# I died... Now what?



## Atlantean (Apr 14, 2011)

I completed suicide on April 4.  I was in a state of cardiac and respiratory arrest for 45 minutes.  I have amnesia of the day of the incident through around the fourth day in recovery from being intubated and kept in the ICU on  a ventilator.  My body temperature was 94 for over 12 hours, despite the technology they used to try to raise my temperature (i.e. bear blanket, warm saline drip).

I feel really different now.  Its quite odd for me.  I can't wrap my head around what happened and I cannot find a local support group for this type of thing.  I would love to start my own, but I am spread a bit thin these days and I dont think I should put myself in a position for others to rely on me, when I can barely manage all my current responsibilities.

I feel a lot calmer.  My Anxiety and insomnia went away for the first few days, but now I am scared to sleep because I am scared that since my heart stopped once, it may do it again.  Parts of me know this is illogical, the rest of me begs to differ.  I do have an appointment with my PCP tomorrow, and my Psychiatrist in around 12 days.  I am doing everything I can to figure things out and get what I need, but I guess what I really want to know is there anyone out there who has died and come back?


----------



## David Baxter PhD (Apr 14, 2011)

Atlantean said:


> I do have an appointment with my PCP tomorrow, and my Psychiatrist in around 12 days.


 
What is a "PCP"?


----------



## Atlantean (Apr 15, 2011)

Sorry Dr. Baxter, et al.  PCP= Primary Care Provider.  My normal general practiioner physician.

  Also, my heart is fine and he is more concerned with the psychiatric/psychological factors regarding my death that any physical things that seem to be bugging me.  I also begin weekly therapy adjunct to my normal psychiatrist next week.

  I am feeling much better, overall.  I still feel very different but I am not on any medication right now except for my seizures, and I am not really having any adverse effects.  I am trying to not get to carried away with any one particular thing so that I can keep everything balanced.

  Thank You!.

-Starr


----------



## Cat Dancer (Apr 15, 2011)

Is there any way you could see your Psychiatrist sooner?


----------



## Atlantean (Apr 15, 2011)

Hi, Cat Dancer.  Long time, no see.  Hope all is well.

  I cannot see him any sooner, he is booked solid.  I will be okay waiting the week to see a counselor in the interim.  I was in quite the space when I posted here and since finding out my heart was okay and I am okay, I feel much less tense about it.  It is still a huge deal, nonetheless and something that I know will impact on me for the rest of my life, but I am okay waiting the week to really talk about it.



-Starr


----------



## Retired (Apr 15, 2011)

Starr,

One can only imagine the profound effect this experience may have had on you.  I hope you will use our resources and others to help ease your pain as well as your frustration with finding adequate support.

You may wish to have a look at the IANDS (International Association for Near Death Studies) website that appears to contain information as well as support material for people who have had a near death experience (NDE).

Attaches is a support brochure from IANDS I thought you might find informative on seeking out the support you might need..

Suport groups are listed HERE


----------



## Atlantean (Apr 15, 2011)

Steve,

  Thank you.  I am going to the website, now.  I appreciate your help and I am sure the site will be very helpful.

-Starr


----------

------------------------------------------------------------------------

- EXERCISES -
1/ Which users post in the forum thread? List each username once.
2/ Can you give the forum thread's passage between "I feel really" and "and come back?", inclusive, again, swapping "illogical" for "irrational"?

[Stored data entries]
------------------------------------------------------------------------

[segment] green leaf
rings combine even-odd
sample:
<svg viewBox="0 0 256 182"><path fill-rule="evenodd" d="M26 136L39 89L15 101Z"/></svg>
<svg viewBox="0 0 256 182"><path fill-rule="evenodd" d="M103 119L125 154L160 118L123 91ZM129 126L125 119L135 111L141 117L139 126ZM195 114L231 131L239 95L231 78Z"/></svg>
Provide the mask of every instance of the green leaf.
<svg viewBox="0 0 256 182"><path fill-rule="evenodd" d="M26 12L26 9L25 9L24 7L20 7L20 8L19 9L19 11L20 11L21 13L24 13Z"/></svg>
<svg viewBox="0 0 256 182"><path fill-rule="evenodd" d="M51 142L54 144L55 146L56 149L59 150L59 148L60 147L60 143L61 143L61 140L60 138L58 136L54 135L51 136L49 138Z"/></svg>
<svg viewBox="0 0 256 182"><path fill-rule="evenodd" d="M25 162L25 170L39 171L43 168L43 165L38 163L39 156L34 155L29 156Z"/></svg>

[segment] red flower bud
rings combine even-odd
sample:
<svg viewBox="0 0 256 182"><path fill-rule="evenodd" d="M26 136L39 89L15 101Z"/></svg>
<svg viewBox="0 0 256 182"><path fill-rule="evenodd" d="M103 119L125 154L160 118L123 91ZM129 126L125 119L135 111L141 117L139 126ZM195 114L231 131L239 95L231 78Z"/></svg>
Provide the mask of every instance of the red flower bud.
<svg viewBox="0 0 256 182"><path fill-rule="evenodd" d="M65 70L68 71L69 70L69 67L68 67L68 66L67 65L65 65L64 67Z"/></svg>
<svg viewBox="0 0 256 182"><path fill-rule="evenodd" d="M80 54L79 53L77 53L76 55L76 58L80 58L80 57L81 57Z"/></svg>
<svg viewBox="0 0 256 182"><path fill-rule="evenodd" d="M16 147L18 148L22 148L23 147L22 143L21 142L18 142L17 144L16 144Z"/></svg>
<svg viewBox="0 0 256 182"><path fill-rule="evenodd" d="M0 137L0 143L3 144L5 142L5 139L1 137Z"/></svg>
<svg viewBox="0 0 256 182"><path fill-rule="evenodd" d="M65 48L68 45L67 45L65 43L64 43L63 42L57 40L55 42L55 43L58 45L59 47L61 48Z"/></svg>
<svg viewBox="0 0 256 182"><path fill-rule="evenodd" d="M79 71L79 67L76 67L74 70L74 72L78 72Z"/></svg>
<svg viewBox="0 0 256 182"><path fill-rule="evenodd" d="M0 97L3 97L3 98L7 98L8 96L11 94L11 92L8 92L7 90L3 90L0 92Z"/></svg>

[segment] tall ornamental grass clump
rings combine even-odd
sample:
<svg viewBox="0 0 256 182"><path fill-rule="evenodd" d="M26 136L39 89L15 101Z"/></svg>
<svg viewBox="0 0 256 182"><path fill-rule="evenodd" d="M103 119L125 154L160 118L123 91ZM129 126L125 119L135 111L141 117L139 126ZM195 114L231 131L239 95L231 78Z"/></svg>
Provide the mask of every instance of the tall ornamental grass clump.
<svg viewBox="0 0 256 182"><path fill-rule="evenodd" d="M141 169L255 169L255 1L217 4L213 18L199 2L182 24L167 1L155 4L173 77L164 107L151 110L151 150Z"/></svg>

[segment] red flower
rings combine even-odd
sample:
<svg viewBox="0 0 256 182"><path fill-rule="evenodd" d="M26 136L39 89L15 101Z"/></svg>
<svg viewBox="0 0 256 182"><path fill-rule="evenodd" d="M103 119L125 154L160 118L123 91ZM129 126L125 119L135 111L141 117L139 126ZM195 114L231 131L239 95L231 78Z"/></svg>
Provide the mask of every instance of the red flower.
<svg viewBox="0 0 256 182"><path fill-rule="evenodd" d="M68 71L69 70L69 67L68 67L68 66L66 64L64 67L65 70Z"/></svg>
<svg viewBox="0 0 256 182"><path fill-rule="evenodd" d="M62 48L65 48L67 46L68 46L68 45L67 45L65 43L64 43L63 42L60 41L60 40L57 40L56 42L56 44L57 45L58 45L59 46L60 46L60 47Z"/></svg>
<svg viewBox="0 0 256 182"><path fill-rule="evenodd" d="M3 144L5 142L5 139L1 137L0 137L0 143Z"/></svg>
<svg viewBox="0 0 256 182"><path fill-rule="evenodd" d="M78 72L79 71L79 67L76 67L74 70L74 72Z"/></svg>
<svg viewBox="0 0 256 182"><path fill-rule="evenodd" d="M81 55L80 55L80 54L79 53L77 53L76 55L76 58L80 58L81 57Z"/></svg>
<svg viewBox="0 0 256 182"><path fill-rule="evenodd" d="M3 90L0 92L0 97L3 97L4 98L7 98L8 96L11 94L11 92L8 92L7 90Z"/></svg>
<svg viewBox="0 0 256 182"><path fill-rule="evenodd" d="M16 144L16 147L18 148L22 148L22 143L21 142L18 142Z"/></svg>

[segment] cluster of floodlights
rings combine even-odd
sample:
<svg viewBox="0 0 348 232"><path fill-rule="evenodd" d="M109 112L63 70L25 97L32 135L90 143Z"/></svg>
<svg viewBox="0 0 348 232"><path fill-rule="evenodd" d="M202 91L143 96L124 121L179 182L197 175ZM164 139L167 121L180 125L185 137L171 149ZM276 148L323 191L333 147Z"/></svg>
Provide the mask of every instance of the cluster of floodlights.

------------------------------------------------------------------------

- ANSWERS TO THE PROBLEMS -
1/ Atlantean, David Baxter PhD, Cat Dancer, Retired

2/
I feel really different now.  Its quite odd for me.  I can't wrap my head around what happened and I cannot find a local support group for this type of thing.  I would love to start my own, but I am spread a bit thin these days and I dont think I should put myself in a position for others to rely on me, when I can barely manage all my current responsibilities.

I feel a lot calmer.  My Anxiety and insomnia went away for the first few days, but now I am scared to sleep because I am scared that since my heart stopped once, it may do it again.  Parts of me know this is irrational, the rest of me begs to differ.  I do have an appointment with my PCP tomorrow, and my Psychiatrist in around 12 days.  I am doing everything I can to figure things out and get what I need, but I guess what I really want to know is there anyone out there who has died and come back?